* **Challenges**:
A – Translate this sentence from the remainder problem solution below into Spanish: "Let's say they are also positive, so x > 0 and y > 0."
B – Continue the worked solution to the remainder problem below, starting right after its final line.

* **Passage given**:
○ ○ ○

SOLUTION: Consider the integers x and y. When y is divided by x the remainder is 29. When y is divided by x/2 the remainder is 13, Determine X

Question 1170970: Consider the integers x and y. When y is divided by x the remainder is 29. When y is divided by x/2 the remainder is 13, Determine X
Found 2 solutions by math_tutor2020, ikleyn:
Answer by math_tutor2020(3817)   (Show Source): You can put this solution on YOUR website!

x and y are integers
Let's say they are also positive, so x > 0 and y > 0.
Dividing y over x leads to some quotient, which we can call some integer q, and a remainder 29.
This means, y/x = q + 29/x which is equivalent to y = qx + 29 after we clear out the fractions (multiply both sides by x)

Let p be another integer such that
y/(x/2) = p + 13/(x/2)

○ ○ ○

* **Recorded information**:
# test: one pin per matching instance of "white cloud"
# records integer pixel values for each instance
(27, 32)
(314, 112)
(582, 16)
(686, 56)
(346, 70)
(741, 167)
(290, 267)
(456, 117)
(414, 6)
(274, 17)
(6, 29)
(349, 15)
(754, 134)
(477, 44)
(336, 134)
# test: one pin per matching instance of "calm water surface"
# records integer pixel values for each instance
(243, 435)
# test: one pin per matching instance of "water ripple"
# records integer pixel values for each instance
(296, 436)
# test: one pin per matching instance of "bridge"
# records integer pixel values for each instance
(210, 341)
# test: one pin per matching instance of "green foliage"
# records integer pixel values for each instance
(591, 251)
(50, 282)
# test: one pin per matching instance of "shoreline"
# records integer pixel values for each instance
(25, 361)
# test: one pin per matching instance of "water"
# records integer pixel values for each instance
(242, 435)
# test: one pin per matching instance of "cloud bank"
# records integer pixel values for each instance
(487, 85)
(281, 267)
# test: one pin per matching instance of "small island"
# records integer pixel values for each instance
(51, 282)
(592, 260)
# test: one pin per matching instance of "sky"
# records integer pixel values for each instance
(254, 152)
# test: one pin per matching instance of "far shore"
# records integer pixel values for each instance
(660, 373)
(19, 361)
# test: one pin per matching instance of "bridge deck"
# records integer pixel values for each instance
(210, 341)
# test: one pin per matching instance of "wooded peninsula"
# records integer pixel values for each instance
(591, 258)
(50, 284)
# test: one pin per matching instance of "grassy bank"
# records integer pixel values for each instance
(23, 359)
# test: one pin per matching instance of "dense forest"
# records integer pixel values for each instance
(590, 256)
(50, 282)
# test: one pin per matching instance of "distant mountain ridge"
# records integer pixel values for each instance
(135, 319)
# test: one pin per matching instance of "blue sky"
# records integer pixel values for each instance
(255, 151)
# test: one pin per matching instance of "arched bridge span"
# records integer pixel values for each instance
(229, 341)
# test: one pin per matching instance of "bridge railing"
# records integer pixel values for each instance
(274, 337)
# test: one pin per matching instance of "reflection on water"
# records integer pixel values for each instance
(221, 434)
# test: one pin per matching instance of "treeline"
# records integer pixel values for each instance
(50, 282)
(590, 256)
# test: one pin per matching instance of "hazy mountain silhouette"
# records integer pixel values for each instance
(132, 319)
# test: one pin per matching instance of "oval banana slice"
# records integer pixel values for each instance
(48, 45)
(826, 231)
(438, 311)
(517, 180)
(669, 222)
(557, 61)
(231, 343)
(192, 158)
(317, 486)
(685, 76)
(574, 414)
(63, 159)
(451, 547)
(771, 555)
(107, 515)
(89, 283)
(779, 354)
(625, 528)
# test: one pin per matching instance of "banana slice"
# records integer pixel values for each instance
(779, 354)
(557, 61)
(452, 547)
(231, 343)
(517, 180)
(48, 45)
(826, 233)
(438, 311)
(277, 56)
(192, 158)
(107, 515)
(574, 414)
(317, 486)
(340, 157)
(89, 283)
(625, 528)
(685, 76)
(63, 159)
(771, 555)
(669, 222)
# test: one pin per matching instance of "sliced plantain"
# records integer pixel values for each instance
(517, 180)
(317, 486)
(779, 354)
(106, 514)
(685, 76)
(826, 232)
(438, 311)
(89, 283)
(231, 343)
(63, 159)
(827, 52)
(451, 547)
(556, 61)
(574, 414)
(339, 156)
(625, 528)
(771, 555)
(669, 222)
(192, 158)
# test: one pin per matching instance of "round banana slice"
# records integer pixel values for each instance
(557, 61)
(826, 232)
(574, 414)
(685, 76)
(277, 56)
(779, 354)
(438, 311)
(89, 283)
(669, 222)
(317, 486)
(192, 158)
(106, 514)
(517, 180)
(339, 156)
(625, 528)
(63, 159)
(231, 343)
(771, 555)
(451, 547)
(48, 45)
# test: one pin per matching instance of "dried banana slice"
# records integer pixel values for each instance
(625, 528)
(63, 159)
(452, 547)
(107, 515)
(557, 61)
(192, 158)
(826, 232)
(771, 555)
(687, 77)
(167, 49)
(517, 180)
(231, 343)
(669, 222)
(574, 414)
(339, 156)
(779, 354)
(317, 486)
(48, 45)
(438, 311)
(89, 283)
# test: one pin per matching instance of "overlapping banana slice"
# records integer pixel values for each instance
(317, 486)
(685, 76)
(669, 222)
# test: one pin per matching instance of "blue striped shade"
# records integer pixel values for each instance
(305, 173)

○ ○ ○

* **Final answers**:
A – Supongamos que también son positivos, así que x > 0 e y > 0.

B –
so we're dividing y over (x/2) and getting some quotient p and remainder 13.
Multiplying both sides by the quantity (x/2) will clean things up a bit to get
y = p(x/2) + 13

Multiplying both sides by 2 gets us
2y = px + 26
The fractions are completely gone at this point.

Now plug in y = qx + 29
2y = px + 26
2(qx+29) = px + 26
2qx+58 = px+26

Let's collect the x terms to one side
Get everything else to the other side
2qx+58 = px+26
58-26 = px-2qx
32 = px - 2qx
px - 2qx = 32
x(p - 2q) = 32

The values p and q are integers. A linear combination of integers leads to another integer result.
So if p and q are integers, then so is p-2q.

If p-2q wasn't an integer, then x(p-2q) wouldn't be an integer since x is already an integer.
In other words, if p-2q wasn't an integer, then it wouldn't be possible to have x(p-2q) = 32.

Because the two integers x and p-2q multiply to 32, we know that x and p-2q are factors of 32.

Consequently, this means x is at most 32. If x were any larger than 32, then p-2q would have to be some positive number less than 1.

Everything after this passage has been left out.